== Required action ==
The job is to find each line of the records below that includes the word "pair" and copy it.

== Exercise inputs ==
--------------------------------------------------
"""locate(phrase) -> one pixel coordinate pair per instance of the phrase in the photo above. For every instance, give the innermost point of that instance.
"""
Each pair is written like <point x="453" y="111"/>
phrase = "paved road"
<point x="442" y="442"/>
--------------------------------------------------
== Answer to this problem ==
"""locate(phrase) -> one pixel coordinate pair per instance of the phrase in the photo above. For every instance, give the innermost point of that instance.
Each pair is written like <point x="453" y="111"/>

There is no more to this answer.